Objetivo: Atualize o trecho sobre a Revolução em Pernambuco de "Segundo o comerciante" a "a administração pública.", substituindo "governo provisório" por "governo revolucionário".

═════ Trecho do documento

Segundo o comerciante Louis Tollenare, de quem ficou amigo, o padre João era “um homem pobre, mas bastante filósofo para desprezar a riqueza”, e “ninguém na Europa imaginaria haver aqui alguém tão sábio”. O francês, porém, o achava bondoso demais, desprovido da malícia necessária para atuar na política. E nos seus escritos profetizou que ele “se sacrificaria pela sua pátria, mas seria incapaz de salvá-la…”.

GOVERNO MILAGROSO

Quando a Revolução triunfou, foi proclamada a república e criado em Pernambuco um governo provisório, composto por cinco membros que representavam os comerciantes, os agricultores, os juristas, os militares e os religiosos — neste caso, João Ribeiro. E os homens de batina, os mais cultos e preparados numa terra de gente quase toda analfabeta, assumiram a administração pública.

Com a máquina incompetente e corrupta herdada do antigo regime, teria sido o caos se não fossem, além do próprio Ribeiro, o padre Miguelinho, o vigário Tenório e frei Caneca, que operaram verdadeiros milagres. Em apenas dois meses o “provisório” conseguiu reformar o sistema tributário; preparou um projeto de constituição — a primeira, em terras de língua portuguesa; pôs uma gráfica para funcionar pela primeira vez, nesta província; criou a primeira polícia brasileira, eficientemente comandada pelo patriota Felipe Nery da Fonseca; e deu fim ao monopólio dos mascates portugueses no comércio de alimentos, que promovia a carestia e a fome. Só não acabou com a escravidão devido à resistência dos proprietários. Mesmo assim decretou a alforria dos cativos que se alistassem no exército, no primeiro ato abolicionista promulgado no País.

O desenhista João Ribeiro, juntamente com o pintor José Alves, também criou para a república uma bandeira azul e branca com sol, um arco-íris, uma cruz e três estrelas que representavam Pernambuco, a Paraíba e o Rio Grande do Norte. À medida que outras províncias se libertassem novas estrelas seriam acrescentadas. E se mais não se avançou foi porque não houve tempo para isso.

Batinas brilhando até nos campos de batalha

O sonho durou pouco devido, em primeiro lugar, ao isolamento da Revolução. Alertados pelo ocorrido no Recife, os portugueses abafaram os levantes planejados para acontecer, também, em Salvador e no Rio, as outras duas grandes metrópoles do País. O segundo problema foi a falta de comandantes para as naus republicanas, pois os lusos jamais permitiram oficiais brasileiros na marinha de guerra. Em consequência, os portos pernambucanos foram bloqueados por uma esquadrilha inimiga, no dia onze de abril, e a fome grassou a partir daí, pois todos os alimentos aqui consumidos eram importados. Finalmente, as tropas locais eram despreparadas, porque os oficiais brasileiros, até então, eram impedidos de ultrapassar o grau de capitão na infantaria e na artilharia. E sequer eram aceitos na cavalaria e na marinha.

══════════
═════ Itens extraídos

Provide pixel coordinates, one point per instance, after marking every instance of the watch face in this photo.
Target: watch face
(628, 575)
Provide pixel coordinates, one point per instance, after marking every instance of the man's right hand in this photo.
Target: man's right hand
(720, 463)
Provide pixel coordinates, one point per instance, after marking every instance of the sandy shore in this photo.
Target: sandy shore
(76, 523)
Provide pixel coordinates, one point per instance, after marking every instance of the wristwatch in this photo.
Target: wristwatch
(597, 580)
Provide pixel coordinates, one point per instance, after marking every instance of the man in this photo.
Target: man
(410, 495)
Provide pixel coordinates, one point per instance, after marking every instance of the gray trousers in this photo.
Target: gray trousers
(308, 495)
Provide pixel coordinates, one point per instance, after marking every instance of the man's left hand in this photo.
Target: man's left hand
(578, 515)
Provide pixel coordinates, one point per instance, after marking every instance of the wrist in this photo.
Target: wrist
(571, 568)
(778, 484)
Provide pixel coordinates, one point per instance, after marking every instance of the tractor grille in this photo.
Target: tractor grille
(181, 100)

══════════

Resultado:
Segundo o comerciante Louis Tollenare, de quem ficou amigo, o padre João era “um homem pobre, mas bastante filósofo para desprezar a riqueza”, e “ninguém na Europa imaginaria haver aqui alguém tão sábio”. O francês, porém, o achava bondoso demais, desprovido da malícia necessária para atuar na política. E nos seus escritos profetizou que ele “se sacrificaria pela sua pátria, mas seria incapaz de salvá-la…”.

GOVERNO MILAGROSO

Quando a Revolução triunfou, foi proclamada a república e criado em Pernambuco um governo revolucionário, composto por cinco membros que representavam os comerciantes, os agricultores, os juristas, os militares e os religiosos — neste caso, João Ribeiro. E os homens de batina, os mais cultos e preparados numa terra de gente quase toda analfabeta, assumiram a administração pública.